# Consigne
Recopiez sans aucune modification la partie des entrées ci-dessous qui commence par la ligne contenant « Provide one point per instance of the person » et se termine par la ligne contenant « [(159, 264)] », ces deux lignes comprises.

# Lignes d'un jeu de données de pointage d'objets
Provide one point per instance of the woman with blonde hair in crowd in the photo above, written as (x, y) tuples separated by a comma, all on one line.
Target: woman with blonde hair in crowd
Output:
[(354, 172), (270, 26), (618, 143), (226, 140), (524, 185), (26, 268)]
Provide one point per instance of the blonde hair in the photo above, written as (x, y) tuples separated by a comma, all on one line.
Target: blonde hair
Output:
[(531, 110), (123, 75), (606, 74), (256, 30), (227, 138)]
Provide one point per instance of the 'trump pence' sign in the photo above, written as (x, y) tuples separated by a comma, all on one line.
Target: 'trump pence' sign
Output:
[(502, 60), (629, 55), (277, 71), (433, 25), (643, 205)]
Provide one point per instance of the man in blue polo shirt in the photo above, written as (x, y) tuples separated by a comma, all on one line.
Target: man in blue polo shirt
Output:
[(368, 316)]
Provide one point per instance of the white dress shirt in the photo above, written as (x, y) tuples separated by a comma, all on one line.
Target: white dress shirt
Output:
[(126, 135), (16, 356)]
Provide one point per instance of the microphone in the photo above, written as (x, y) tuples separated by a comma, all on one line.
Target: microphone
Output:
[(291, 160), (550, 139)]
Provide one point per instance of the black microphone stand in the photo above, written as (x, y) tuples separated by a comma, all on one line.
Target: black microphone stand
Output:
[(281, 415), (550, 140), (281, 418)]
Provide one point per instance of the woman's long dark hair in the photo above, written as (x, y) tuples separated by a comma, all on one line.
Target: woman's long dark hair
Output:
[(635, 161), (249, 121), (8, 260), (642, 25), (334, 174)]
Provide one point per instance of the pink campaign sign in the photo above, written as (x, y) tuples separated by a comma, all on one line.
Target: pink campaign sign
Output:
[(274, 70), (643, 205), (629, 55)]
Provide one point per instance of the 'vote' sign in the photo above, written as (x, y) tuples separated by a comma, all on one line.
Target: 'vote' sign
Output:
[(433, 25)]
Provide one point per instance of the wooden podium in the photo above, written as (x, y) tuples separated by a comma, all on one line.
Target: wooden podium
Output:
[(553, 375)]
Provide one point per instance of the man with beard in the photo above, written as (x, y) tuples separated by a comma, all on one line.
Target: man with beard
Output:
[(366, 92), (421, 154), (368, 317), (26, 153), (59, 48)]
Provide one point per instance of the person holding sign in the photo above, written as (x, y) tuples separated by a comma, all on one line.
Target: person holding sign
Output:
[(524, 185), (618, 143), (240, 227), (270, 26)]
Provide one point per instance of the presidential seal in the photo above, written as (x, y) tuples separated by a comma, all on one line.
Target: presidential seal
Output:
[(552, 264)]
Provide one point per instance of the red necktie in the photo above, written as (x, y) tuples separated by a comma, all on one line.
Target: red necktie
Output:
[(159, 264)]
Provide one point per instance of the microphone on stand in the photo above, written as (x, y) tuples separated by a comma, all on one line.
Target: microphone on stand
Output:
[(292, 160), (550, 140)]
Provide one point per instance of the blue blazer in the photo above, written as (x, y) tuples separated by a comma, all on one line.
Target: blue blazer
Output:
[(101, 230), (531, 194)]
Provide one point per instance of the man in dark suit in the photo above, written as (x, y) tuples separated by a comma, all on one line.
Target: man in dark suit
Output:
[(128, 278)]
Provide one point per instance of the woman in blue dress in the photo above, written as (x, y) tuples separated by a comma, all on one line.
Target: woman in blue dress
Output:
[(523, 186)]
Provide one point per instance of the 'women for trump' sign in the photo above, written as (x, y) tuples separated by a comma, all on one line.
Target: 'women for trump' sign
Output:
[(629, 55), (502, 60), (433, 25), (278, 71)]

# Résultat attendu
Provide one point per instance of the person holding sign in the photo above, written as (x, y) tuples separated by a comma, all on one line.
Target: person holding sign
Output:
[(524, 185), (618, 143), (240, 227), (270, 26)]
Provide one point per instance of the presidential seal in the photo above, written as (x, y) tuples separated by a comma, all on one line.
Target: presidential seal
Output:
[(552, 264)]
Provide one point per instance of the red necktie in the photo above, written as (x, y) tuples separated by a comma, all on one line.
Target: red necktie
Output:
[(159, 264)]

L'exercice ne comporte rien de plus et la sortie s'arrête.